The Quiet Power of Showing Skin

The Quiet Power of Showing Skin

By Eleanor Morgan.

Our clothes cover our bodies, containing the parts of us that don’t belong to strangers’ eyes. We move around the world encased in fabric, protecting the largest organ of the body: the skin. With a total surface area of around 20 feet, our skin protects us from the elements and microbes, helps regulate our body temperature and allows the sensations of heat, cold and touch. As the seasons change, we naturally expose more or less of it. But the amount of skin we show to the world is deeply personal, too; a signifier of body confidence, cultural policy or simple preference. In any case, our clothes facilitate the choice of how much of ourselves we show.

The Italian fashion designer Miuccia Prada once said, “What you wear is how you present yourself to the world, especially today, when human contacts are so quick. Fashion is instant language.” Within the instant language of fashion is, often, what a piece of clothing is not covering. An exposed area of the body often forms the image we keep of other human beings: a bare ankle; a flash of midriff; a collarbone.

When a designer has cut their fabric to reveal a particular part of the body, the body itself becomes part of the intended silhouette; an extension of the design. This last year, designers across the spectrum – from high-street to the catwalk – are celebrating the female body by showing more of it.

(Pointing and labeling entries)
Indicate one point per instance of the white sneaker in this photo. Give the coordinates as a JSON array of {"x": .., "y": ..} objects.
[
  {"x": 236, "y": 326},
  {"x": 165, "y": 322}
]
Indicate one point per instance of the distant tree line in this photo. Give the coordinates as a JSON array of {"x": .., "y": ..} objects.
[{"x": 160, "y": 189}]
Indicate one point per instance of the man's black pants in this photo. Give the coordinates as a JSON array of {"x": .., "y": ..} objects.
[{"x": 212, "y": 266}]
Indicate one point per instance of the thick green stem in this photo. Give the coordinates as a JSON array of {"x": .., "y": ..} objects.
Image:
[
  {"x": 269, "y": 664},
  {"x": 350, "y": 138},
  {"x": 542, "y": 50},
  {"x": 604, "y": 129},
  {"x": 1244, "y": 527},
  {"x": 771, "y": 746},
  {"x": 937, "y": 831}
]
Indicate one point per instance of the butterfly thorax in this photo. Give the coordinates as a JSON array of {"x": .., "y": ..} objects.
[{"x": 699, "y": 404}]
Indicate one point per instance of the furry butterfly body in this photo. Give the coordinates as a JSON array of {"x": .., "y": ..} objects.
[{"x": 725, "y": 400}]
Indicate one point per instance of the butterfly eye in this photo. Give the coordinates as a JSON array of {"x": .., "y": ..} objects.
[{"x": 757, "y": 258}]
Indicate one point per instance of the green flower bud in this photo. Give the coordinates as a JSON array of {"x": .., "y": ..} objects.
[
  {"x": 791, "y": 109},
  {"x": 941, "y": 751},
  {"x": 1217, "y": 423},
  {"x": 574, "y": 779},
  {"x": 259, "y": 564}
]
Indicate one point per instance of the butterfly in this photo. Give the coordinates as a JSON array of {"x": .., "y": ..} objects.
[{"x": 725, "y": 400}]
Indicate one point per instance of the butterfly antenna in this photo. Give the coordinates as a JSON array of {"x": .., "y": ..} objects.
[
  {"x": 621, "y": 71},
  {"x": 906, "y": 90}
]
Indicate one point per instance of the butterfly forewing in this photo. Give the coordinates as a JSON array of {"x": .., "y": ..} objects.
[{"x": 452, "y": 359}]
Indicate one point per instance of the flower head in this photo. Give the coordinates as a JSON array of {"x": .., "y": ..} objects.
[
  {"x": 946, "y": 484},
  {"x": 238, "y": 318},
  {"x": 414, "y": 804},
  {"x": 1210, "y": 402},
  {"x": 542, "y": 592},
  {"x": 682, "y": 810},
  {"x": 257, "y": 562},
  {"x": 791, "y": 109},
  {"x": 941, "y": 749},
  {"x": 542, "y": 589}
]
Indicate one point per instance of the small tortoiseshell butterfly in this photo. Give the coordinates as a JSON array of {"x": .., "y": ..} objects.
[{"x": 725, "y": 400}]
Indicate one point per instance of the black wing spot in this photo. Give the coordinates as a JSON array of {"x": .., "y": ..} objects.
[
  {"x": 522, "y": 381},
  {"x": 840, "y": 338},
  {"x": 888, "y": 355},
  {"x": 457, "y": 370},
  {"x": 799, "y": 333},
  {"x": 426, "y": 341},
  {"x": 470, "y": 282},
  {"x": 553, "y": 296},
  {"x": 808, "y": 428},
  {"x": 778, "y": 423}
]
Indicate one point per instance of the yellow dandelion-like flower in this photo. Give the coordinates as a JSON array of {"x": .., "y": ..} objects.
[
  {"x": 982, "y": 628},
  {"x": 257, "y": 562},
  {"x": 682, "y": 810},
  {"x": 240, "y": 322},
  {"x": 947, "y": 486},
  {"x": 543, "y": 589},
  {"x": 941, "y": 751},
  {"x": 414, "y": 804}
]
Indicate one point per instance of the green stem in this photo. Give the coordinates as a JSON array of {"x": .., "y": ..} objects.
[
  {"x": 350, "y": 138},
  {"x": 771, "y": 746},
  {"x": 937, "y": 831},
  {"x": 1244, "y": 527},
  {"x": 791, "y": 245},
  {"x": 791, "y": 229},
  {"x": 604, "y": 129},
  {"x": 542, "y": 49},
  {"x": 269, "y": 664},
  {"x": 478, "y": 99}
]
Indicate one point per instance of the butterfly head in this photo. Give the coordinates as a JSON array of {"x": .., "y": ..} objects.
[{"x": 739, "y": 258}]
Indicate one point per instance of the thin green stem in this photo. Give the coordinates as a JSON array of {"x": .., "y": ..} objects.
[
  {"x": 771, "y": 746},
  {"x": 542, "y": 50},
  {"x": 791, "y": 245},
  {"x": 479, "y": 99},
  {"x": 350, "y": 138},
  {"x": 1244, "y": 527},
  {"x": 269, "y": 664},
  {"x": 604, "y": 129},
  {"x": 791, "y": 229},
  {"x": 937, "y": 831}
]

▸ **LIST OF TASKS**
• a. Update the essay on showing skin between "The Italian fashion" and "more of it.", inclusive, and give that passage again with "silhouette" changed to "outline".
• b. In the essay on showing skin, what does Miuccia Prada say fashion is?
• c. Carry on writing the essay on showing skin from the point where it stops.

▸ **FINAL ANSWERS**
• a.
The Italian fashion designer Miuccia Prada once said, “What you wear is how you present yourself to the world, especially today, when human contacts are so quick. Fashion is instant language.” Within the instant language of fashion is, often, what a piece of clothing is not covering. An exposed area of the body often forms the image we keep of other human beings: a bare ankle; a flash of midriff; a collarbone.

When a designer has cut their fabric to reveal a particular part of the body, the body itself becomes part of the intended outline; an extension of the design. This last year, designers across the spectrum – from high-street to the catwalk – are celebrating the female body by showing more of it.

• b. Instant language.

• c.
Lingerie styles have crept into everyday wear. There were bikini ball gowns at Vera Wang and Valentino. Cult Gaia and the size-inclusive brand Ester Manas designed cut-out dresses, exposing a section of models’ hips and a lot of thigh. Miu Miu produced super-cropped tops and micro mini-skirts so short, they made you think Miuccia Prada had seen the original designs and said: no, shorter still.

These looks speak to the 1990s underwear-as-outerwear trend, which took off in 1990 when Madonna performed in the iconic Jean Paul Gaultier cone bra for her Blonde Ambition tour. Elsewhere, slip dresses and bra-tops were a mainstay of 90s grunge fashion, with Kate Moss and Courtney Love representing the pinnacle of cool for young women across the world. Of course, we cannot consider this 90s trend without mentioning Alexander McQueen’s ‘bumster’ trousers, creating the then-notorious bottom cleavage. Or, Tom Ford’s Spring 1997 show, for which he sent a model down the catwalk in an off-the-shoulder top and a G-string – buttocks bare for all to see.

Such flagrant exposing of the female body was about outraging the establishment. Today, we might argue it is about jangling the patriarchy. Post-#MeToo, perhaps women are celebrating their bodies by wearing what they like, exposing what they like, with a keener sense that their choices do not signify access to their bodies. The barely-there trend has been also referred to as a new era of power-dressing, with women unapologetically celebrating their bodies in every shape and size they come.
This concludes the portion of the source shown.